The officially maintained sections of what is now known as the state barrier fence are off-limits to all but maintenance crews. Great swathes of the original fences have been taken over by farmers to mark boundaries and other sections have fallen into disrepair. A significant piece of history is slowly disappearing.

Allan Rogers, a farmer who has spent his life beside fence No. 2, has campaigned for years to gain official recognition for the fence and those who built and maintained it.

As president of the Cunderdin Historical Society, Allan leads the campaign for a rabbit-proof fence commemorative project to be set up there. Cunderdin, on the Great Eastern Highway, is where trains arrived from Fremantle with supplies to build fence No. 2.

But Allan is in his 80s, and he and a small group of supporters have been trying without success to gain funding for the project for more than a decade. “It’s dedicated to the men and women who built the longest fence in the world,” he says. “We learned from their endurance.”

Worthy as it may be, commemorating the fence is clearly a concept not everyone has been able to grasp, not helped by the fact the fences traverse 34 shires.
 

Man holding wire fence


As we drive north through the wheatbelt country hunting for No. 2, we find the occasional signpost and plaque. At Wubin, No. 2 is commemorated in a small museum. Next to the fence just outside town we find the grave of a worker who succumbed while it was being built.

But for the most part the fence is unnoticed and unmarked, not even listed on all maps. Every now and then we find an original section, distinctive with its jam tree posts, white gum strainers and hexagonal wire buried six inches into the ground to foil the burrowing rabbits.

Finding a section of fence is a triumph, the hunt made worthwhile by the spectacular and vast country it dissects. Like a red arrow, the gravel road runs to the horizon. It dips into a long, shallow valley and then up the far side. A thin strip of scrubby trees mark its width, then the fence, then beyond that endless wheat fields stretch to all points of the horizon, merging into the faded blue edges of a massive sky.

It takes 20 minutes or more rolling at a steady 100km/h, orange dust swirling over and behind our Nissan Patrol, to drive from one crest to the next. Get there and it’s as if we haven’t moved; the same red thread, the same thin demarcation line of grey-green, the same wheat fields, fence and sky.

We are here during harvest and squadrons of GPS-controlled headers march across the fields. It’s baking hot, the wind whipping in from the desert, flies coating us every time we step from the Patrol.

Occasionally we divert into small towns near the fence. They are often tired and worn, one in every three or four showing signs of vitality. Some, like Big Bell, are officially marked on the map as ghost towns. Little is left there apart from the remnants of a pub and a church, the two houses of Aussie worship.
 

Open road in the outback


Wheat fields give way to blisteringly white salt lakes, then north of the tiny, baked community of Yalgoo to rocky, harsh desert country studded with scrubby gums and wattles. It’s incredible to think that to our north and east the No. 1 fence still has more than 1000 kilometres to run to the Indian Ocean.

Source information:
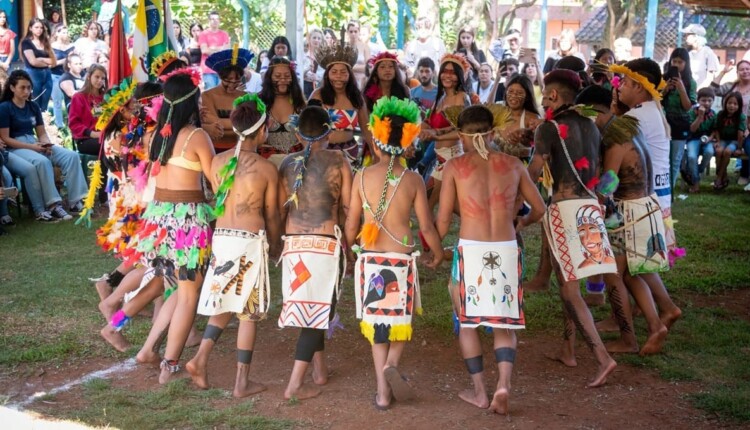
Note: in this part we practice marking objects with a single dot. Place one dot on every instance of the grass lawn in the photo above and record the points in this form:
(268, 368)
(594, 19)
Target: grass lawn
(48, 315)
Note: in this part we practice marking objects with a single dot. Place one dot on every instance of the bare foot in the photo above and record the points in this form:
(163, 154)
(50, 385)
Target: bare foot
(538, 284)
(301, 393)
(107, 310)
(499, 403)
(607, 326)
(593, 299)
(670, 318)
(103, 289)
(621, 346)
(198, 373)
(655, 342)
(601, 376)
(194, 338)
(564, 358)
(145, 356)
(470, 396)
(115, 338)
(248, 389)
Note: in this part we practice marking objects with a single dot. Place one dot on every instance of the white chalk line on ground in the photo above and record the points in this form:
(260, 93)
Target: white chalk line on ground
(124, 366)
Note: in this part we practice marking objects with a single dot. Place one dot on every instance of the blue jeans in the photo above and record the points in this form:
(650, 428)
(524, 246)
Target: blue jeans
(57, 101)
(41, 79)
(210, 80)
(676, 151)
(39, 176)
(696, 148)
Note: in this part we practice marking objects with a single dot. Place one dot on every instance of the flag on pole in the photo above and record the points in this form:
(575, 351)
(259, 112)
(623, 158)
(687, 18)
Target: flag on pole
(119, 69)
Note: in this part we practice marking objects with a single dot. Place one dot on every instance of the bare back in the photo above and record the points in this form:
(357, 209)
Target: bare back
(486, 191)
(255, 178)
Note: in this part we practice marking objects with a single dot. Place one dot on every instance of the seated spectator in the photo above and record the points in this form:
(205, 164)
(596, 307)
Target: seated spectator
(731, 124)
(33, 157)
(72, 80)
(84, 106)
(702, 123)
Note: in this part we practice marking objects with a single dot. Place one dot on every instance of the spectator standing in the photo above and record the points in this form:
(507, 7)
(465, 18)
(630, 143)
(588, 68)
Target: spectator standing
(62, 47)
(678, 97)
(7, 42)
(212, 41)
(39, 58)
(425, 45)
(703, 61)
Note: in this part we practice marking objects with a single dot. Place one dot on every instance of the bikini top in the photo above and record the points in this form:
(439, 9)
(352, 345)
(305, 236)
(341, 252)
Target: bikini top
(344, 119)
(366, 206)
(183, 162)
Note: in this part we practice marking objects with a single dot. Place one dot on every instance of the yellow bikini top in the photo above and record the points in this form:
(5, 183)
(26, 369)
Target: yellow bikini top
(183, 162)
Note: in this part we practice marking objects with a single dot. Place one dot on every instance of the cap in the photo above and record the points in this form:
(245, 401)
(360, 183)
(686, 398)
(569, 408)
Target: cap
(696, 29)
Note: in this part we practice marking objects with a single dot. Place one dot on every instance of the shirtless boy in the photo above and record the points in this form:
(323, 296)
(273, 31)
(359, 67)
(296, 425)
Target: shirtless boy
(485, 289)
(314, 190)
(237, 279)
(386, 193)
(568, 143)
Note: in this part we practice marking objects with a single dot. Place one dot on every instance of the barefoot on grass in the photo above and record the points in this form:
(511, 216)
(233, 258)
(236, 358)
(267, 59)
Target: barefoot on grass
(668, 319)
(198, 373)
(301, 393)
(478, 400)
(655, 342)
(601, 376)
(622, 347)
(248, 388)
(115, 338)
(499, 403)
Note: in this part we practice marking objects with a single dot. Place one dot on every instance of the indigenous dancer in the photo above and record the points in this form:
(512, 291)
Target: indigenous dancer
(340, 95)
(175, 238)
(485, 288)
(567, 149)
(635, 227)
(229, 65)
(451, 92)
(386, 279)
(314, 189)
(282, 94)
(237, 279)
(639, 90)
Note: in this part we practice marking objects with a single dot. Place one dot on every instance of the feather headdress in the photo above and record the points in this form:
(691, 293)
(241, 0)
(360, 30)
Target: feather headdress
(115, 99)
(327, 56)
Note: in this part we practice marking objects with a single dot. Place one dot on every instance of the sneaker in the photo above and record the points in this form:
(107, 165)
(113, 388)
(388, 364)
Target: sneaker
(77, 207)
(59, 212)
(46, 217)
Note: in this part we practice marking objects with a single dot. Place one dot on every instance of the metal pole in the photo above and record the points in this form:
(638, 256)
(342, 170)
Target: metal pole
(653, 6)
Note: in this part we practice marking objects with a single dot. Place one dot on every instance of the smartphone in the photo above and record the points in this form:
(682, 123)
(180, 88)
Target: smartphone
(528, 55)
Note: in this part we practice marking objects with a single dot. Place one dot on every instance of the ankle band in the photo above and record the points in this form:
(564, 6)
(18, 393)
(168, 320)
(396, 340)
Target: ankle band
(595, 287)
(119, 319)
(474, 365)
(172, 365)
(505, 355)
(244, 356)
(114, 278)
(212, 332)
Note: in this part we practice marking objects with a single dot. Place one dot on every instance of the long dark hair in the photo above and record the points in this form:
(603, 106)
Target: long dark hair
(281, 40)
(268, 93)
(183, 114)
(529, 102)
(460, 85)
(398, 88)
(13, 79)
(328, 94)
(687, 74)
(724, 115)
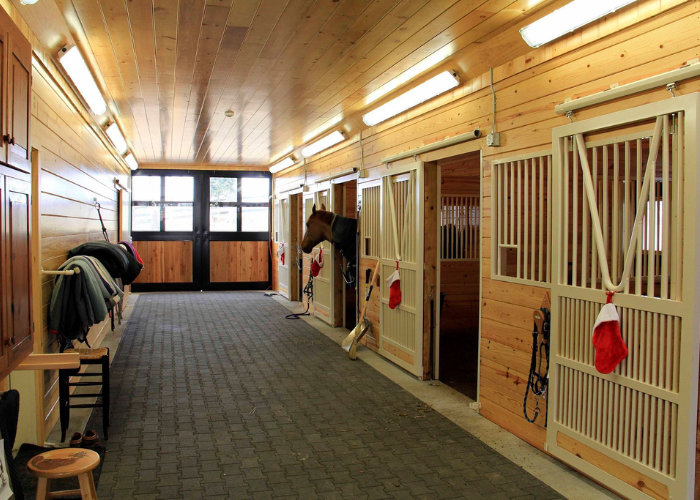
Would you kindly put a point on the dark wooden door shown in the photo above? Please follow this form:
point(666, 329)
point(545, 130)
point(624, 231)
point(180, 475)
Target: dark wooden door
point(5, 345)
point(19, 92)
point(18, 238)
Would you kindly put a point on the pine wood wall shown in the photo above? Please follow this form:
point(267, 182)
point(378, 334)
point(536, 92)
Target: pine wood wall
point(76, 167)
point(652, 37)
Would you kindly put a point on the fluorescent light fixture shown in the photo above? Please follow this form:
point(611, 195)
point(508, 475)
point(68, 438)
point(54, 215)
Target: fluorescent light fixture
point(115, 135)
point(423, 92)
point(567, 19)
point(435, 58)
point(131, 161)
point(326, 126)
point(74, 64)
point(281, 165)
point(330, 140)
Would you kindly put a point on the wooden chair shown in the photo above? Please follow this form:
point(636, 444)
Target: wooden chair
point(62, 463)
point(98, 356)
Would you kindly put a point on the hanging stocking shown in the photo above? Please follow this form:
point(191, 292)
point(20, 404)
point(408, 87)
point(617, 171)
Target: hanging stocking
point(317, 264)
point(610, 349)
point(394, 284)
point(281, 252)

Work required: Please say whether each statement agrees with the rabbit-proof fence extract, answering yes or no and quoting the deciding words: (a) Trains from Fremantle brought supplies to Cunderdin for building fence No. 2. (b) Allan Rogers and his supporters have obtained funding for the commemorative project. (c) Big Bell is officially marked on the map as a ghost town. The records play no part in this.

Exercise output:
(a) Yes: "Cunderdin, on the Great Eastern Highway, is where trains arrived from Fremantle with supplies to build fence No. 2."
(b) No: "have been trying without success to gain funding for the project for more than a decade"
(c) Yes: "Some, like Big Bell, are officially marked on the map as ghost towns."